_SELECTED EXCERPT_
^^^^^^^^

An older professor in my field has a quirk: every time he organizes a conference, he publishes all the talks in a conference proceeding.
In some fields, this would be quite normal. In computer science, where progress flows like a torrent, new developments are announced at conferences long before they have the time to be written up carefully as a published paper. Conference proceedings are summaries of what was presented at the conference, published so that anyone can catch up on the new developments.
In my field, this is rarer. A few results at each conference will be genuinely new, never-before-published discoveries. Most, though, are talks on older results, results already available online. Writing them up again in summarized form as a conference proceeding seems like a massive waste of time.
The cynical explanation is that this professor is doing this for the citations. Each conference proceeding one of his students publishes is another publication on their CV, another work that they can demand people cite whenever someone uses their ideas or software, something that puts them above others’ students without actually doing any extra scientific work.

^^^^^^^^

_TASK TO COMPLETE_
In the final paragraph of the passage on conference proceedings above, please list every phrase that describes what each conference proceeding one of the professor's students publishes is.

Boundary labeling items:
^^^^^^^^

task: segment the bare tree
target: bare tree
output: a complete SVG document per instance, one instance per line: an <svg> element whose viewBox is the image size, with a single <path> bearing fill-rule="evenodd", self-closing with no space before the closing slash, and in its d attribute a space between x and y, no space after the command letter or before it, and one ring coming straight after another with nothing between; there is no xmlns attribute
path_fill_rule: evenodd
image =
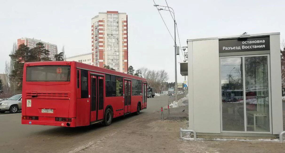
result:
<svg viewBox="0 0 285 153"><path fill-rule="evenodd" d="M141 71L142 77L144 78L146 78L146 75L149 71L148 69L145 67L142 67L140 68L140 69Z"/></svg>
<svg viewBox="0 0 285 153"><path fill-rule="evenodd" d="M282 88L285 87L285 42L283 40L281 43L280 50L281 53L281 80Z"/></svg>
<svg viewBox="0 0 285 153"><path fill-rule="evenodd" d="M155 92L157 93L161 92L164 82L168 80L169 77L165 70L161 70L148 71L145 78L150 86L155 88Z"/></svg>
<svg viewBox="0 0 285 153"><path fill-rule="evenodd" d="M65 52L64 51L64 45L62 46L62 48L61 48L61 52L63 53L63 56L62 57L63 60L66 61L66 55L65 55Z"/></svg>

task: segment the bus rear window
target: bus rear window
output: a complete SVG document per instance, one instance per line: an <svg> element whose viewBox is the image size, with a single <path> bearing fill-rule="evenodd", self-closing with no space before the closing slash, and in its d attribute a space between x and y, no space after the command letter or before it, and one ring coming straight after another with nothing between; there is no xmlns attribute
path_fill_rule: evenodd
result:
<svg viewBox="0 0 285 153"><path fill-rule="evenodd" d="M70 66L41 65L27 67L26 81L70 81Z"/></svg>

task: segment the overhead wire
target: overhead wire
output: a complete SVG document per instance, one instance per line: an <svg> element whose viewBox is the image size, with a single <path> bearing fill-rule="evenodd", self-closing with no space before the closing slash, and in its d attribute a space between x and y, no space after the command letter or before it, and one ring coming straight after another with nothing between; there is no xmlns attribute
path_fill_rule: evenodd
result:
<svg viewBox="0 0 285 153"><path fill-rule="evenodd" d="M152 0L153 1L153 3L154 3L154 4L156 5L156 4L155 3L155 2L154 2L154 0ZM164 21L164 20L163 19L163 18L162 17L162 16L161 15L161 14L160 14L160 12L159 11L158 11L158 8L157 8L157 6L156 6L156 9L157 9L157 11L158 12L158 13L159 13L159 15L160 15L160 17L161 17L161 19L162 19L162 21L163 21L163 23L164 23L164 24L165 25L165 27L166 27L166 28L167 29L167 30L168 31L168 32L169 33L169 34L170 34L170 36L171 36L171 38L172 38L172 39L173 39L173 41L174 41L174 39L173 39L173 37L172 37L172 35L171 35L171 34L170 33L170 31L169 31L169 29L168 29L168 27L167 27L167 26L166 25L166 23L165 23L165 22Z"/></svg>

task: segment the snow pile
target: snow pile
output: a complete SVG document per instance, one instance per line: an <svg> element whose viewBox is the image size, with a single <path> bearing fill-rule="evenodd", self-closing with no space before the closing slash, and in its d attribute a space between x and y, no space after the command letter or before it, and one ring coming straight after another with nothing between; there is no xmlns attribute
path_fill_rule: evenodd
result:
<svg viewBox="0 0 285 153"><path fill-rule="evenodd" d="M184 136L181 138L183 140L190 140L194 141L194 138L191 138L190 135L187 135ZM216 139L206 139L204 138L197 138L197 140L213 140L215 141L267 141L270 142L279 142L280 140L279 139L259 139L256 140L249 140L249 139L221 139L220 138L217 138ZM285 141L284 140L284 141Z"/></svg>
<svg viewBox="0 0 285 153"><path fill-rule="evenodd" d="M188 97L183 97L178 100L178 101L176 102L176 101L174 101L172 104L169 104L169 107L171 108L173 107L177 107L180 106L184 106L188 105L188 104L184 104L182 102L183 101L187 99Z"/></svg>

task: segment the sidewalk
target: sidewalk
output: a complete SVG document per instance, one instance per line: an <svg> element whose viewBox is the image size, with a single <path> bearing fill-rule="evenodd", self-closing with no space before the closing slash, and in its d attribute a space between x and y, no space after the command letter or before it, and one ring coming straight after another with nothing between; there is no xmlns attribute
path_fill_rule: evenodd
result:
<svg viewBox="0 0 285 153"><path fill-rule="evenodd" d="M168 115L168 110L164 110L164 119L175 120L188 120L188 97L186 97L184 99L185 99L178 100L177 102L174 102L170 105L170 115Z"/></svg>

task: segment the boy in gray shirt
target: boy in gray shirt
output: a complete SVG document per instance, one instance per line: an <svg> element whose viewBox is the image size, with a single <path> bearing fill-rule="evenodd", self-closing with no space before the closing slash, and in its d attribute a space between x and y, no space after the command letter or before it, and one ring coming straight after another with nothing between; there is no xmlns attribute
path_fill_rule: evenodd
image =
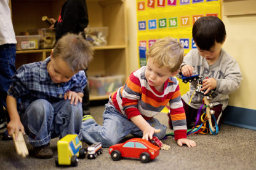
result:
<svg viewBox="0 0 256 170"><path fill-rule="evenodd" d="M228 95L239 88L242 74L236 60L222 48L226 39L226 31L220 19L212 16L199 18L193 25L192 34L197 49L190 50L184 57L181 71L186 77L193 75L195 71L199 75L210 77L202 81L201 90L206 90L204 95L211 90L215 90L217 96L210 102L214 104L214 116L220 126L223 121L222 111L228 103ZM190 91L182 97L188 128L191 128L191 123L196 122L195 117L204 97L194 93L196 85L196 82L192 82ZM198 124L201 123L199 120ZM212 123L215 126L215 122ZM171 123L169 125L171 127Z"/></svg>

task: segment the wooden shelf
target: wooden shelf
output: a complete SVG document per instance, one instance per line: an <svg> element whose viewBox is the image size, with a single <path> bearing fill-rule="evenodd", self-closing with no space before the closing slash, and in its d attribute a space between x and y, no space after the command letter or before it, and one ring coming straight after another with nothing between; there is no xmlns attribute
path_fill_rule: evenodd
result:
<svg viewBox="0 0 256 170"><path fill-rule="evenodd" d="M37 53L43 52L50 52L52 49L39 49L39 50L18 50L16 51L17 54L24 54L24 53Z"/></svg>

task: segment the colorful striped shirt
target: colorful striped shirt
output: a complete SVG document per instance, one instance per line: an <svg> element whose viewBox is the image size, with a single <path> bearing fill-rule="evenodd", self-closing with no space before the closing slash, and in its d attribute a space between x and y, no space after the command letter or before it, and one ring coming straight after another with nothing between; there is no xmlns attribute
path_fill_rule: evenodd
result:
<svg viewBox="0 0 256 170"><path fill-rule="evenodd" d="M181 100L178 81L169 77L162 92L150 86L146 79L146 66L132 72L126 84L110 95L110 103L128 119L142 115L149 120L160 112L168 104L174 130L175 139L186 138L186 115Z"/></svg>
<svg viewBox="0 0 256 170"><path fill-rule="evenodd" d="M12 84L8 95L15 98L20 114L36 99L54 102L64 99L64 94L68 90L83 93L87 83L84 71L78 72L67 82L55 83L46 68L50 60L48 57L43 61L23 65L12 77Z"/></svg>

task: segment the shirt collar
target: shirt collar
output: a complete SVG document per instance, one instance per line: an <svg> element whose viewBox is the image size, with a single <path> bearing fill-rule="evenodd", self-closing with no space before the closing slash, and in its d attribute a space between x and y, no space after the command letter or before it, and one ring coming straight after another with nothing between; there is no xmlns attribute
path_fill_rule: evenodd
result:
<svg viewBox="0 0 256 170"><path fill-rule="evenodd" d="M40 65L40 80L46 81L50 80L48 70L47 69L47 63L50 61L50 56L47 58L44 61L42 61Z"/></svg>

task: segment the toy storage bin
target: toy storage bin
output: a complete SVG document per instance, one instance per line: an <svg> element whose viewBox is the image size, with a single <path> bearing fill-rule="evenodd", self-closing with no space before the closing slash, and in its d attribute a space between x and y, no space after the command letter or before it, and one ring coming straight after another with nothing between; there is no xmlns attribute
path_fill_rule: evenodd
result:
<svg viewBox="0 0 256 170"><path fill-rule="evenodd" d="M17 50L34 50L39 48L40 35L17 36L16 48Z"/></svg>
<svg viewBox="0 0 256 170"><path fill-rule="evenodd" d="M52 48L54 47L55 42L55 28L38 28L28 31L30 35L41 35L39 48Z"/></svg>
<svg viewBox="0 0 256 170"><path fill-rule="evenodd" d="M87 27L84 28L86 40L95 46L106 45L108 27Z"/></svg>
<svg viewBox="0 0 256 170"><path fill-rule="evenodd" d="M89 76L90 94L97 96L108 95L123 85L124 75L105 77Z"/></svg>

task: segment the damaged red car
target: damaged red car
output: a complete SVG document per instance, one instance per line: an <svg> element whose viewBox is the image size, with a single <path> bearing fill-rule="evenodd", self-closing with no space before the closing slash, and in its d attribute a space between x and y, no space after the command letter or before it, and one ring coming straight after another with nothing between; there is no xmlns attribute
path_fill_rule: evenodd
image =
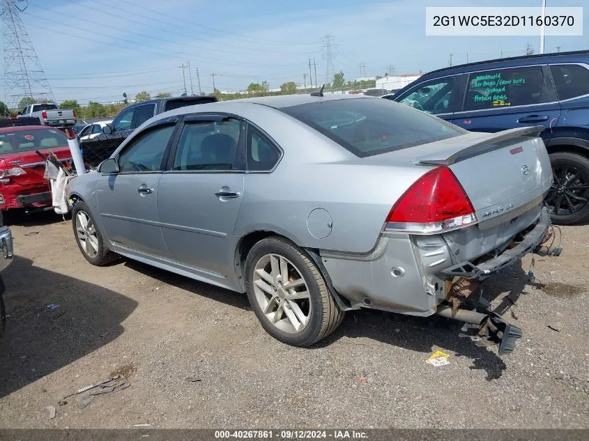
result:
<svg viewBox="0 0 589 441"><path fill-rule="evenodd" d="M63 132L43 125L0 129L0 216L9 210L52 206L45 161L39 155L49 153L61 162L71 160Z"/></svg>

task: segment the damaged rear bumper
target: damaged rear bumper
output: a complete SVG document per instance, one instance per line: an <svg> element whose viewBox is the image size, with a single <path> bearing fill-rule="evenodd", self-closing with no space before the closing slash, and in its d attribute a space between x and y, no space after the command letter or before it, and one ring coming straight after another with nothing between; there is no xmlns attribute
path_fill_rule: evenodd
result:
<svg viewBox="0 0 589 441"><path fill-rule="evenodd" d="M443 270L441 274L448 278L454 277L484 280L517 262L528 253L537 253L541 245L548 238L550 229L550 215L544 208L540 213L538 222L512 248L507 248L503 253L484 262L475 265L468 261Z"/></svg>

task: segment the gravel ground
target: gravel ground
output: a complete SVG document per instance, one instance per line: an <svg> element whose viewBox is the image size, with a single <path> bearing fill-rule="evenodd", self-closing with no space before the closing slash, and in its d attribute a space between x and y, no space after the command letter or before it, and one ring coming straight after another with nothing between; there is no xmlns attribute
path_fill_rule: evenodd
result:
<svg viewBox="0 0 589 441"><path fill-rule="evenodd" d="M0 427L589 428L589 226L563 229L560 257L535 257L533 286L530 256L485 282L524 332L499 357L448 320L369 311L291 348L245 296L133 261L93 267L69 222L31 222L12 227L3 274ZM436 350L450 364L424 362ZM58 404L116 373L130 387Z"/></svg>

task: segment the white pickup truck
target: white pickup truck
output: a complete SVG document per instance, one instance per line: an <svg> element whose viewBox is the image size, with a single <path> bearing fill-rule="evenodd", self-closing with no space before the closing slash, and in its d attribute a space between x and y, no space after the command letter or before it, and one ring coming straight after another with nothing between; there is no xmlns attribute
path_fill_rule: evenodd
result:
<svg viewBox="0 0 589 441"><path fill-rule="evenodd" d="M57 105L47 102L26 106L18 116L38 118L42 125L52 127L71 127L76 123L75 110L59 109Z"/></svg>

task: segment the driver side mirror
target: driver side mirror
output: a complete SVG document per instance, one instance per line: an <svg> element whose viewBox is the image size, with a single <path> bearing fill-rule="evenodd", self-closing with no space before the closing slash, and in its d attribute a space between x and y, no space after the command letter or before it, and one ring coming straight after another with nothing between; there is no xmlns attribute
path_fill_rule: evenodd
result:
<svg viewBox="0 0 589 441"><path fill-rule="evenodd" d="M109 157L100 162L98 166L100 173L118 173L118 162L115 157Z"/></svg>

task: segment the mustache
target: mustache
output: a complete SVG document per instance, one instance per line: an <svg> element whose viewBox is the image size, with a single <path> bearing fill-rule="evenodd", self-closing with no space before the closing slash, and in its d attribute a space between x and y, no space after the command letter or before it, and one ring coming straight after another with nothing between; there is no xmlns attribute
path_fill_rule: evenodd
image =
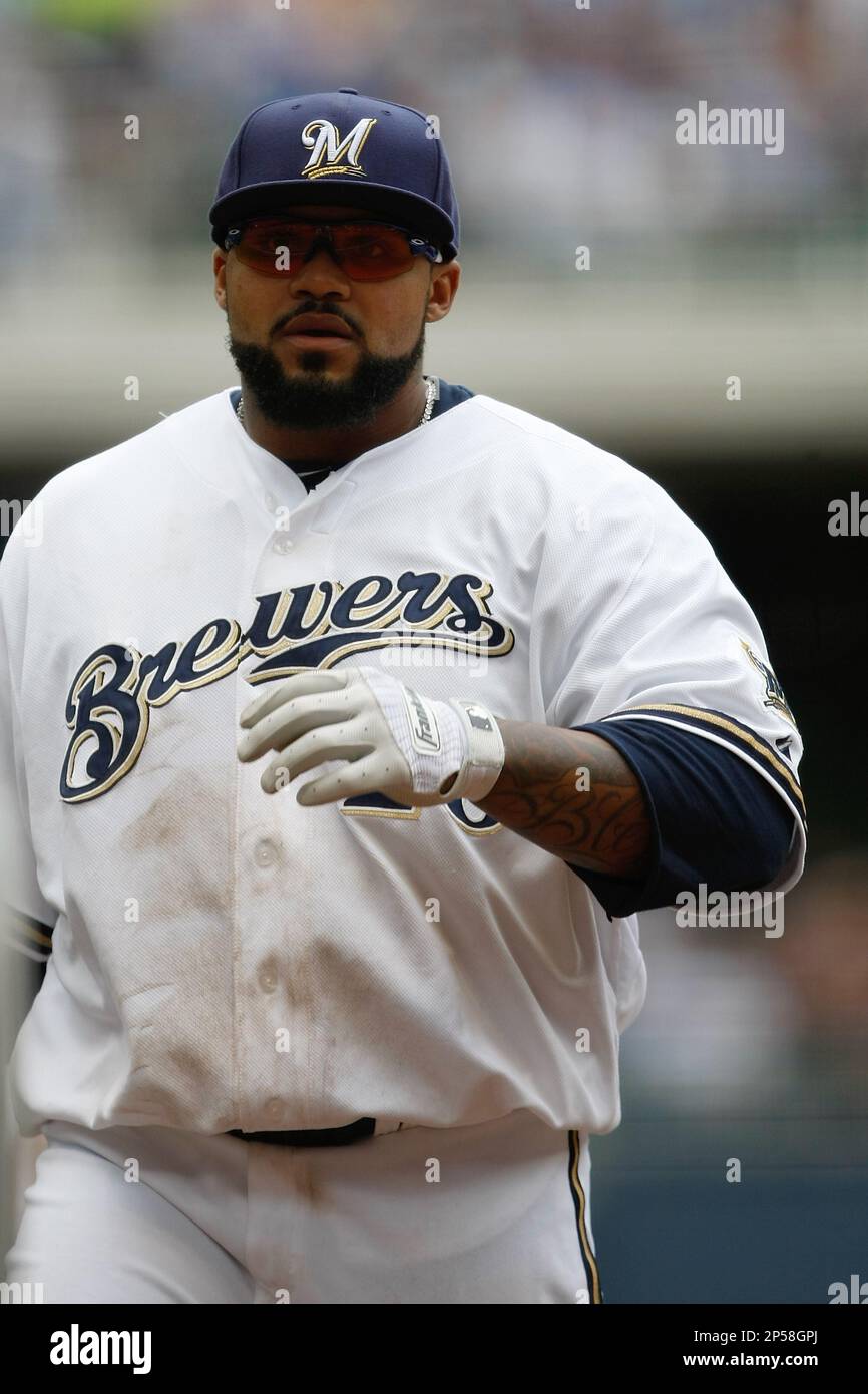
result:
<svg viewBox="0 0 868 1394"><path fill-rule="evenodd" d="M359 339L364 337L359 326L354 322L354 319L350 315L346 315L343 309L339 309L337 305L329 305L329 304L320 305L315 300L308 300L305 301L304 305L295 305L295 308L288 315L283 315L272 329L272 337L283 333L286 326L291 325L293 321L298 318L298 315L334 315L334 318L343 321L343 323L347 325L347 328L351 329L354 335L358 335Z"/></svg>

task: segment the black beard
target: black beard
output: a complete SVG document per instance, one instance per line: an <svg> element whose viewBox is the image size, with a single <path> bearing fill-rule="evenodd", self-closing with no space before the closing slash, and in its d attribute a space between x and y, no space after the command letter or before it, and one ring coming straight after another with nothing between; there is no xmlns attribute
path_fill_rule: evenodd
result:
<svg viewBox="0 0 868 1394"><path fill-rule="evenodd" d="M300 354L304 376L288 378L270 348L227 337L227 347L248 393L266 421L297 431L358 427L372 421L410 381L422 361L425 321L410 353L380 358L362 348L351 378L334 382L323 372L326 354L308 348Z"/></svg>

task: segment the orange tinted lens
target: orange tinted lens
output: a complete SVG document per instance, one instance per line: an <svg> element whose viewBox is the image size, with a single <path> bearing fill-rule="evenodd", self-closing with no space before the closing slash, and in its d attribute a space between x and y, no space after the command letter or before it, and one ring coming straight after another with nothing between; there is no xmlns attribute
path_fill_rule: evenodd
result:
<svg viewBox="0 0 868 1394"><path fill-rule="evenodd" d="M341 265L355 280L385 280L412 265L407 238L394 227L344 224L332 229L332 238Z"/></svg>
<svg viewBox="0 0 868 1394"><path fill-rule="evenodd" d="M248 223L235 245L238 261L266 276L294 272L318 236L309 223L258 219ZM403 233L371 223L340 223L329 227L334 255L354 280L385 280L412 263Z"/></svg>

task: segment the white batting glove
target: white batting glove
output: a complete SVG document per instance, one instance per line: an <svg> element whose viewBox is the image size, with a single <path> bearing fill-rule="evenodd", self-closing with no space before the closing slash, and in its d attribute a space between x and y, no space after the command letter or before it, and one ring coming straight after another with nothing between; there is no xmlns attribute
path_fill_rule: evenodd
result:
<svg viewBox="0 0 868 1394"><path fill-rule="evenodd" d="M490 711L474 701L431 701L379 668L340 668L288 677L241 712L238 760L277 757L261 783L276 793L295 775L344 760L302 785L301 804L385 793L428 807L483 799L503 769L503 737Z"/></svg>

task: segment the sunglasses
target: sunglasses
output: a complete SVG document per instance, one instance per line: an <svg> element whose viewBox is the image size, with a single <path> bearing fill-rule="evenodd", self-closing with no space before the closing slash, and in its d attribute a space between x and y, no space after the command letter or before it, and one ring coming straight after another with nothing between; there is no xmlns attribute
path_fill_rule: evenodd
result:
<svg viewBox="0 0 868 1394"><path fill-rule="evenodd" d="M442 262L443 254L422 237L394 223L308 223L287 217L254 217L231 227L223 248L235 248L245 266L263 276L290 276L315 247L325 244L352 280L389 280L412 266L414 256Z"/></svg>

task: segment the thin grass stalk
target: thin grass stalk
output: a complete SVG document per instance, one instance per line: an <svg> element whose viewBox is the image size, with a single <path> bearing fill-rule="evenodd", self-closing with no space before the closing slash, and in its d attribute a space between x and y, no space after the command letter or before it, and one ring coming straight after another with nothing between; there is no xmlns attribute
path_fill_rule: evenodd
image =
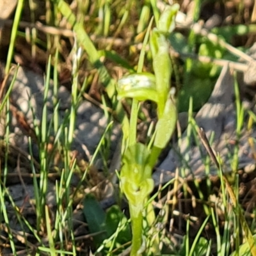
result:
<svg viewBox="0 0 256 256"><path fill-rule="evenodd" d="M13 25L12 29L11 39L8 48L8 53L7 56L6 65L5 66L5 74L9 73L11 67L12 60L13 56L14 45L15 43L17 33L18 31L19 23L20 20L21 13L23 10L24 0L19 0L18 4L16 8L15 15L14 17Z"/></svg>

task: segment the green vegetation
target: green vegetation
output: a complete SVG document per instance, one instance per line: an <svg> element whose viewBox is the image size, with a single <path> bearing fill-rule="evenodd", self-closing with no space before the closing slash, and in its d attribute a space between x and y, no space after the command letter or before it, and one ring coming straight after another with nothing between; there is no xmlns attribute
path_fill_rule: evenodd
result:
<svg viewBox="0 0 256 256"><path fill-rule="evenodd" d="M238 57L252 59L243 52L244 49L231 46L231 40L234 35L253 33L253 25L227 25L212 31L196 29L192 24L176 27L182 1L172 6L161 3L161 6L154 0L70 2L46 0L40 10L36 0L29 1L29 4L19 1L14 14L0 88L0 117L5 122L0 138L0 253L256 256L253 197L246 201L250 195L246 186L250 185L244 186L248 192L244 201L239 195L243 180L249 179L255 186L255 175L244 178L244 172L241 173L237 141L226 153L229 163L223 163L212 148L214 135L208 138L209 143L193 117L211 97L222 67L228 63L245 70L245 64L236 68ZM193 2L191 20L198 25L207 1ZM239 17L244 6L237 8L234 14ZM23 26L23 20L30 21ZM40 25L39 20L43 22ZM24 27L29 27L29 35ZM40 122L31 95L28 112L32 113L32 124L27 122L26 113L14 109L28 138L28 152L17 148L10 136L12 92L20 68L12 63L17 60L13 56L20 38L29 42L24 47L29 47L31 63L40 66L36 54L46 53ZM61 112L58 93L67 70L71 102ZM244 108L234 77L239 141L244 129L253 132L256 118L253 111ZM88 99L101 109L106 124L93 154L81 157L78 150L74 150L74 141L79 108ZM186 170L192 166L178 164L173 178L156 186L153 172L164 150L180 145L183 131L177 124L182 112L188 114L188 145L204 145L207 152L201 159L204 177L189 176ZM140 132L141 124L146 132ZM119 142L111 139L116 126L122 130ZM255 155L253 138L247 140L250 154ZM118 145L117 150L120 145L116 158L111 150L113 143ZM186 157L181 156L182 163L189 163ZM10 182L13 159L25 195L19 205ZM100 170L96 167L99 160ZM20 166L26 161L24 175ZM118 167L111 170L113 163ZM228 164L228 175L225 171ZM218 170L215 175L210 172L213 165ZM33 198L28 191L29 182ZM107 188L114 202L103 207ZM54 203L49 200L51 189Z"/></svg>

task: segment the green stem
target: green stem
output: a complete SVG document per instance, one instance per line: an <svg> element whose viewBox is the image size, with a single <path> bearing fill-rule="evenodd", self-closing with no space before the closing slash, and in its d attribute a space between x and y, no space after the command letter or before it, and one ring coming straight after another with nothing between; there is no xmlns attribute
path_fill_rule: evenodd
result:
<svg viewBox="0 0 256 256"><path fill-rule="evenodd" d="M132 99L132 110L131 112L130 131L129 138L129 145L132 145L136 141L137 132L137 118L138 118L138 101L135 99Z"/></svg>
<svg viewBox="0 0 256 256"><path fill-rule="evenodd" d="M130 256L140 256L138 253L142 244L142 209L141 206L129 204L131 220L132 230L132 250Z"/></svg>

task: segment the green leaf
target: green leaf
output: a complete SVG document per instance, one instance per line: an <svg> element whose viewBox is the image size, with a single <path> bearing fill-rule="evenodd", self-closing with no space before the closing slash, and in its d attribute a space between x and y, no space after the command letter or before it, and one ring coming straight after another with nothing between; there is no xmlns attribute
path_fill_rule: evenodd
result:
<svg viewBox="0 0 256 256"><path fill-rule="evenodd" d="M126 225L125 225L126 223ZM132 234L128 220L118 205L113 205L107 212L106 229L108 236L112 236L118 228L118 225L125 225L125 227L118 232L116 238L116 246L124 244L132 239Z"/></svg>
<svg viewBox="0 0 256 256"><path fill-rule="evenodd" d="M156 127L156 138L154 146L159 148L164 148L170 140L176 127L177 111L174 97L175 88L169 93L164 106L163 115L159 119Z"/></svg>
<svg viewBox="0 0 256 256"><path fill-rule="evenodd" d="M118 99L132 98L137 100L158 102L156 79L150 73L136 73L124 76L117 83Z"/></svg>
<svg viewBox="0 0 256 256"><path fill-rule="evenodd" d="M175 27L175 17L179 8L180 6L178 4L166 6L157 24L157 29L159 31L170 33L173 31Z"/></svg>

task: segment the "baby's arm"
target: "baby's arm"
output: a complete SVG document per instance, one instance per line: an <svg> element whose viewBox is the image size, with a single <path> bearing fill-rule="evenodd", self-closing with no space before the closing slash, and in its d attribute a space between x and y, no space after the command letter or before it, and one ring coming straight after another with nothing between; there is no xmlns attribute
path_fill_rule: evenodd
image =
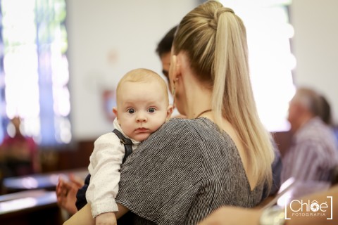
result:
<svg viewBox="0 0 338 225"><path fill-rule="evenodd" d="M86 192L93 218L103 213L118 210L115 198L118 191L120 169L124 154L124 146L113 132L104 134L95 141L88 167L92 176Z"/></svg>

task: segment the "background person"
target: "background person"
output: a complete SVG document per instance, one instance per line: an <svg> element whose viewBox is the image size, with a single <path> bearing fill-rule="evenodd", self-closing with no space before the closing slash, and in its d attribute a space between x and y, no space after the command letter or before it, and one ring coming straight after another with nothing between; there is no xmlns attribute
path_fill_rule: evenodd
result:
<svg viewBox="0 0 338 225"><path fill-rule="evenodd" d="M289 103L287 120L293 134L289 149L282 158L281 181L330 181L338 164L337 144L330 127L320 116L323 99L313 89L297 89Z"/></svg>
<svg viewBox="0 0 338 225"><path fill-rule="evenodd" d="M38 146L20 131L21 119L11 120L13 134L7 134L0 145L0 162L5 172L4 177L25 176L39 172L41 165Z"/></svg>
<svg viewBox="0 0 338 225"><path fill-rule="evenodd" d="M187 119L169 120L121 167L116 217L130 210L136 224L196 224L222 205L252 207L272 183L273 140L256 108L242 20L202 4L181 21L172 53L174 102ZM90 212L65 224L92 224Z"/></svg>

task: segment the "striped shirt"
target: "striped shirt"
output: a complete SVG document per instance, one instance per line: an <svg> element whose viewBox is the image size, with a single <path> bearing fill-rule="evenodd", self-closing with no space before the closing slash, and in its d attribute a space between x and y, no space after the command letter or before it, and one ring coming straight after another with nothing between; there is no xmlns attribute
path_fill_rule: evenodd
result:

^^^^^^^^

_PROBLEM SOLUTION_
- another publication on their CV
- another work that they can demand people cite whenever someone uses their ideas or software
- something that puts them above others' students without actually doing any extra scientific work